PRESS-SCHLAG Bewahrer finsterer Traditionen

WAHLSIEGER Der Jubel über den ersten IOC-Präsidenten, den der deutsche Sport hervorgebracht hat, hält sich in Grenzen – zu Recht

Es ist wieder ruhig in Deutschland. Der Alltag ist zurückgekehrt nach einer Nacht der Extase, in der sich Tausende freudetrunkener Männer und Frauen jubelnd in den Armen lagen. Zum ersten Mal in der Geschichte der Menschheit ist ein Mann aus Deutschland zum Sportpapst gewählt worden. Was? Sie haben nichts mitbekommen davon, sich an keiner Spontanfeier in Schwarz-Rot-Gold beteiligt? Nicht ärgern, Sie haben keine Party versäumt. Den Menschen ist es scheißegal, dass Thomas Bach zum neuen Präsidenten des Internationalen Olympischen Komitees gewählt worden ist. Kaum einer interessiert sich wirklich für den neuen Führer der Jugend der Welt.

:: Verfügbare Daten ::
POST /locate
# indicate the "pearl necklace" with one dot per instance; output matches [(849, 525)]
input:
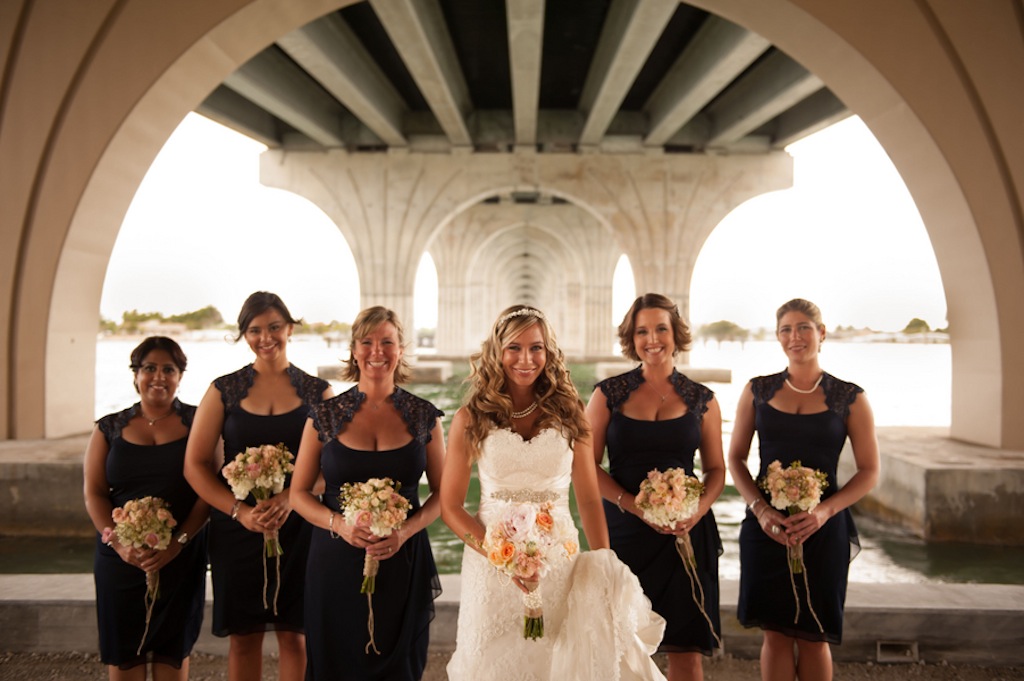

:: Arbeitsaufträge ::
1: Zu welchem Amt wurde Thomas Bach laut dem Auszug gewählt?
2: Übersetze bitte diesen Satz aus dem Auszug ins Englische: „Der Alltag ist zurückgekehrt nach einer Nacht der Extase, in der sich Tausende freudetrunkener Männer und Frauen jubelnd in den Armen lagen.“

:: Lösungen ::
1: Zum Präsidenten des Internationalen Olympischen Komitees.

2: Everyday life has returned after a night of ecstasy in which thousands of men and women, drunk with joy, lay cheering in each other's arms.